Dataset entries
■ ■ ■

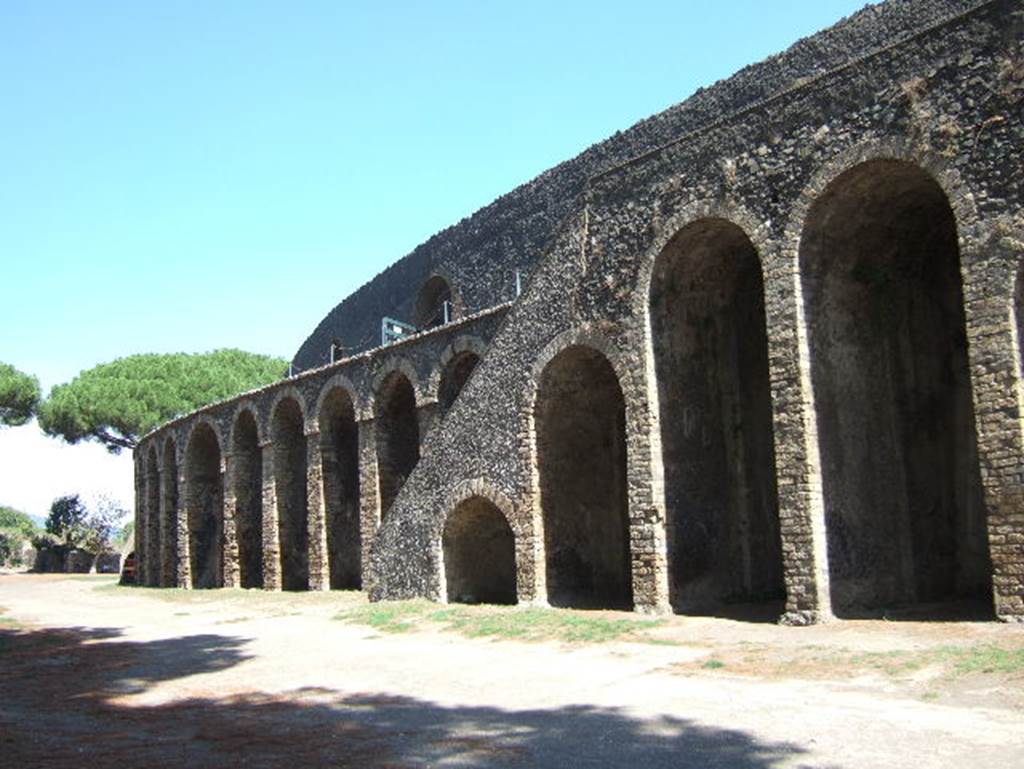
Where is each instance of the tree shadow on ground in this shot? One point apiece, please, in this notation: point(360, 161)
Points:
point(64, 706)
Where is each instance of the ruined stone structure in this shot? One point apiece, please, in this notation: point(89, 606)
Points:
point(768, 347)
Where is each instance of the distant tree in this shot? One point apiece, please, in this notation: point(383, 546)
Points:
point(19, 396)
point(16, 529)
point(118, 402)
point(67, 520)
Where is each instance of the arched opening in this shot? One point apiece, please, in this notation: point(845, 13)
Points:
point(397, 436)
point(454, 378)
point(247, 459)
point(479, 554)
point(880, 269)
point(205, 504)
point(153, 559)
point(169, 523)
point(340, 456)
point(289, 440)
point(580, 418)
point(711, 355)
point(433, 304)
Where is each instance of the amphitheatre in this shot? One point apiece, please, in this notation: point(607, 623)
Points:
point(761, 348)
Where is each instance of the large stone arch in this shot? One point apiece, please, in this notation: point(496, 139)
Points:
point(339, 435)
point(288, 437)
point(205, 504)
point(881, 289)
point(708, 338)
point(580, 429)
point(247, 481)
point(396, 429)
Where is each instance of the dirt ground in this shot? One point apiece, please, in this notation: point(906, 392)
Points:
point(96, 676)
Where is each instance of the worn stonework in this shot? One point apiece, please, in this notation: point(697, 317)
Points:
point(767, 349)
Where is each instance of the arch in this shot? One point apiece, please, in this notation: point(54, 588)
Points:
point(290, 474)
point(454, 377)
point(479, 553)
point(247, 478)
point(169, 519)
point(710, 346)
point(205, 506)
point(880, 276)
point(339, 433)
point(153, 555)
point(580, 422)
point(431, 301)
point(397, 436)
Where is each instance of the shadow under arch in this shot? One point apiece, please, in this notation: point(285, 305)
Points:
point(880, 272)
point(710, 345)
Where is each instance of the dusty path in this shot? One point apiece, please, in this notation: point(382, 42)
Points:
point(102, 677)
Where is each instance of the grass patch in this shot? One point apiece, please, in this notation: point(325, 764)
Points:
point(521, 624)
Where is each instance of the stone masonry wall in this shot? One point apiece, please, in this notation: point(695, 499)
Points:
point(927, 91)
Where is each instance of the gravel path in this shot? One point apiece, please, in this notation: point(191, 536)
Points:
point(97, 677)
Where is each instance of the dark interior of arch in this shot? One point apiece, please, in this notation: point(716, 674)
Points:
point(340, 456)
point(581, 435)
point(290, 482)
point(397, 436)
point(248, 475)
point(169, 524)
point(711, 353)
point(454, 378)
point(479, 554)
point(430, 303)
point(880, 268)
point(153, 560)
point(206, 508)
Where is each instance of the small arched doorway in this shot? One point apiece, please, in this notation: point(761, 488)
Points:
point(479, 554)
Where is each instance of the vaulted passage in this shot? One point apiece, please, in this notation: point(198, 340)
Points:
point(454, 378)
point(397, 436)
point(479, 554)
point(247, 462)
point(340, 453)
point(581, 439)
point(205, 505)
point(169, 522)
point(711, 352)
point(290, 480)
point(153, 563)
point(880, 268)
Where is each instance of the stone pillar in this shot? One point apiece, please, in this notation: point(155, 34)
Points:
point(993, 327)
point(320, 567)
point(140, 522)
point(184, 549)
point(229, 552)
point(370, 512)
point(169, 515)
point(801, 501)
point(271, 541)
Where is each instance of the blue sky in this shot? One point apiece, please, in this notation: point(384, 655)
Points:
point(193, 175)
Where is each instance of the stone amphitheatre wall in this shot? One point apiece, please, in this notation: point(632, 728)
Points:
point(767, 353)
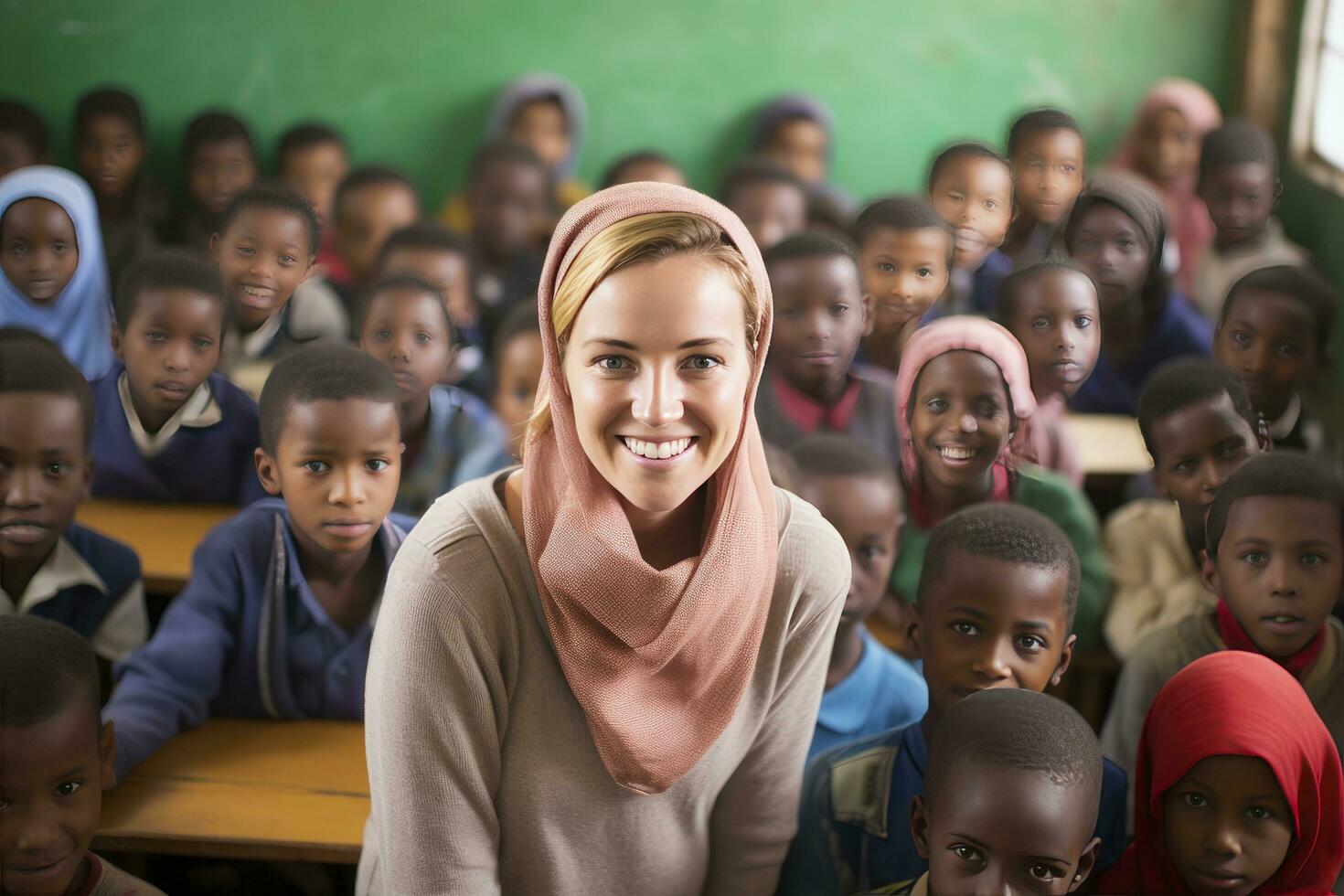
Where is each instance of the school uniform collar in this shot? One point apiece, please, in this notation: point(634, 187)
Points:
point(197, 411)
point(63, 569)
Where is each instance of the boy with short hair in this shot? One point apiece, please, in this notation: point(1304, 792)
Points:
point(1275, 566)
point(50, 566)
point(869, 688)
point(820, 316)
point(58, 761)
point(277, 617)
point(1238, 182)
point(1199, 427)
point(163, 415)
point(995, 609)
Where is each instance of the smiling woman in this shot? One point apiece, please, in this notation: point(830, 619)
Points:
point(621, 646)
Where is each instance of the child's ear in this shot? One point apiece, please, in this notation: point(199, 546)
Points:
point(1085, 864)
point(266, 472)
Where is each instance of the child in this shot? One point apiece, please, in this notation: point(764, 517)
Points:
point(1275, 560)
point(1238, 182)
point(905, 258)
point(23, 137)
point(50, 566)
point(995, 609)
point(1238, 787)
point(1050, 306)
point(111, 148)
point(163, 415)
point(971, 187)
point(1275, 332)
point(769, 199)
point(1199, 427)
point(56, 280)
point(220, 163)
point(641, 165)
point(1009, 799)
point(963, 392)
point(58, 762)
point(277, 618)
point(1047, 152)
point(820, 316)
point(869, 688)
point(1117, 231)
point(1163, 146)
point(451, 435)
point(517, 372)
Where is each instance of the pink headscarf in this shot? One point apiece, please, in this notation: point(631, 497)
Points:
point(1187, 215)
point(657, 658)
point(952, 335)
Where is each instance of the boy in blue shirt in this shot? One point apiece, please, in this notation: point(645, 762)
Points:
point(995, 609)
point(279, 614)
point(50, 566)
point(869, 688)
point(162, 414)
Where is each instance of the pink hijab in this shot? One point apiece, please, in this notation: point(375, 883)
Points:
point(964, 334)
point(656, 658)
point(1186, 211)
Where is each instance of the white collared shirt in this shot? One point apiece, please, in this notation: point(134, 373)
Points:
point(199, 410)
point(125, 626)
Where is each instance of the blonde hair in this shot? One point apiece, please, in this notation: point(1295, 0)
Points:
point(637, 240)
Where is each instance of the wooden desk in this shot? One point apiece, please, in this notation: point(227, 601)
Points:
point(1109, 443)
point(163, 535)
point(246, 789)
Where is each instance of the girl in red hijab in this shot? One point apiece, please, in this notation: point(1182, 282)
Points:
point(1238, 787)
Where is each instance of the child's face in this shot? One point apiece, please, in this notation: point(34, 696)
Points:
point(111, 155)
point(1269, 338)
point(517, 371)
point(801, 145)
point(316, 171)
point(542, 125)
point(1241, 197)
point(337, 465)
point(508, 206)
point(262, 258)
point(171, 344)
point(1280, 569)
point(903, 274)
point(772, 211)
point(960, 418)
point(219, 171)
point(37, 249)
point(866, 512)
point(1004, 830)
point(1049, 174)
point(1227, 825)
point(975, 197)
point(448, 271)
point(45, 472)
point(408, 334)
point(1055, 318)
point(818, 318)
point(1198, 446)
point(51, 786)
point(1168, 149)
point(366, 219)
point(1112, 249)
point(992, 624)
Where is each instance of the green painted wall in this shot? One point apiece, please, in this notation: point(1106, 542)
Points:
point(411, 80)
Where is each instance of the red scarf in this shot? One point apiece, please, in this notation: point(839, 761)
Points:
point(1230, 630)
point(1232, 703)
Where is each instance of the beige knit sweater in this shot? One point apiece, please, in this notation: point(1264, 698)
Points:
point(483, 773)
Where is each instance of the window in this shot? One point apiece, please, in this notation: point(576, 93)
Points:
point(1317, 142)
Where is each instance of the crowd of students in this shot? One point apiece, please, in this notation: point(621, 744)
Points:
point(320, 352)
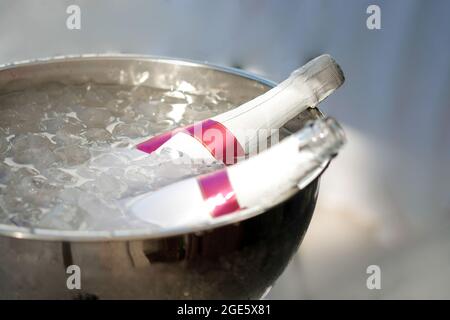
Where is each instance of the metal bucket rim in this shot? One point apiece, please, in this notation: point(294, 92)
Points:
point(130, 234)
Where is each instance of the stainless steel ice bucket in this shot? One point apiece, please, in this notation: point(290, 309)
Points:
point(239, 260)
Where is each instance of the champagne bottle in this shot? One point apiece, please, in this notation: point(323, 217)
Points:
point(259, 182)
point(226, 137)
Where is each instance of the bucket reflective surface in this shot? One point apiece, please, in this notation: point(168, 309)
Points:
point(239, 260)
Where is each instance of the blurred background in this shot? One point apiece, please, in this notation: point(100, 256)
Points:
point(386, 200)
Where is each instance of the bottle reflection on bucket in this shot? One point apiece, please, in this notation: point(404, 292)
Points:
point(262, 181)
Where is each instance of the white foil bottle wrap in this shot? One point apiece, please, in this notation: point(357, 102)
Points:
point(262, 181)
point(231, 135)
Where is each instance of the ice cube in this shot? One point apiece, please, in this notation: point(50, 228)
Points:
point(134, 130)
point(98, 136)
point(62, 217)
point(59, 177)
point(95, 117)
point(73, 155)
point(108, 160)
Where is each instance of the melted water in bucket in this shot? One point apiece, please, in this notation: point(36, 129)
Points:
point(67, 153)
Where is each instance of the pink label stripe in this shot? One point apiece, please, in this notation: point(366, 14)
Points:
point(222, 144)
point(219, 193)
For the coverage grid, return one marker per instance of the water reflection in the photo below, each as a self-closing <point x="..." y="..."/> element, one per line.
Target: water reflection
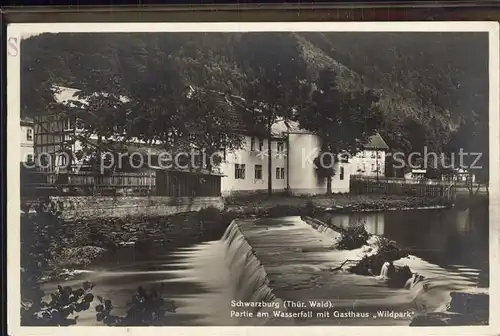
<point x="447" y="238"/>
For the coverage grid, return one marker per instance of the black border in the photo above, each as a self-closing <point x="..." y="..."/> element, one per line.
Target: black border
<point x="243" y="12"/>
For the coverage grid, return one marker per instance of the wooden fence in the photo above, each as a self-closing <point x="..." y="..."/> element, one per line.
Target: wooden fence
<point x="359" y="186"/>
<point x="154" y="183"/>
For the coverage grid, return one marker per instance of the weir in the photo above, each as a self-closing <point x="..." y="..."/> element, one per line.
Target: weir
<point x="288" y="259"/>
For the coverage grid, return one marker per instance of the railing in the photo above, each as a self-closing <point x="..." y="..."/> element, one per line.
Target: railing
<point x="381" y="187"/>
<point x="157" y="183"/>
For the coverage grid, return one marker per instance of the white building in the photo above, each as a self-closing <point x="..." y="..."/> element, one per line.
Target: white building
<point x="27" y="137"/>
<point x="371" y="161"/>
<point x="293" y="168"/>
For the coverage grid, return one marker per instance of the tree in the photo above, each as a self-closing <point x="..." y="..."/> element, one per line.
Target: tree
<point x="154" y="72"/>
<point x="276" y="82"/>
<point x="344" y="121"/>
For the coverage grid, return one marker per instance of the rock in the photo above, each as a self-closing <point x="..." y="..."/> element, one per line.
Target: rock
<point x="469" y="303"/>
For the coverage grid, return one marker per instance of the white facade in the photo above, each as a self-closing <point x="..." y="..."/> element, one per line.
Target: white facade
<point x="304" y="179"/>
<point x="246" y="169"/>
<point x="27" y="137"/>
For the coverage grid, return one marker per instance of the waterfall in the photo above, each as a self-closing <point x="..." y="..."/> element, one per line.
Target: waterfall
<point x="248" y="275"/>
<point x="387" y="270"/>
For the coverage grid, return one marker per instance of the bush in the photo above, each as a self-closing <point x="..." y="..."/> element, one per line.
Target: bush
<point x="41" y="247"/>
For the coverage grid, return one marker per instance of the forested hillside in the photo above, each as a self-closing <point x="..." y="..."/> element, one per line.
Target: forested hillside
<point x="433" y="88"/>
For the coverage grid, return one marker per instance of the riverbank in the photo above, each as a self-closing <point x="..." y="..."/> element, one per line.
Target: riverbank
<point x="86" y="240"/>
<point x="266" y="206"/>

■ ■ ■

- TASK STATEMENT -
A verbatim transcription is needed of the lines above, starting at the line with "Where is each instance of the stone masonry" and ending at the line with "Where is each instance of the vaulted", both included, and of nothing else.

- ANSWER SPACE -
Where is each instance of the stone masonry wall in this shot? One point apiece, please, in this notation: point(695, 499)
Points:
point(927, 91)
Where is each instance of the gravel path in this shot? One point apiece, please, in this notation: point(191, 536)
Points:
point(97, 677)
Where is each instance of the dark interior of arch in this shot? One point apiece, please, in this notation: point(716, 674)
Points:
point(340, 456)
point(581, 435)
point(290, 482)
point(397, 436)
point(248, 475)
point(169, 524)
point(711, 353)
point(454, 378)
point(479, 554)
point(430, 303)
point(880, 268)
point(153, 560)
point(206, 508)
Where is each instance of the small arched doorway in this shot? One point apiece, please, in this notation: point(761, 488)
Points:
point(479, 554)
Where is each instance of the vaulted passage in this shot? One point apiece, please, in this notation: point(198, 340)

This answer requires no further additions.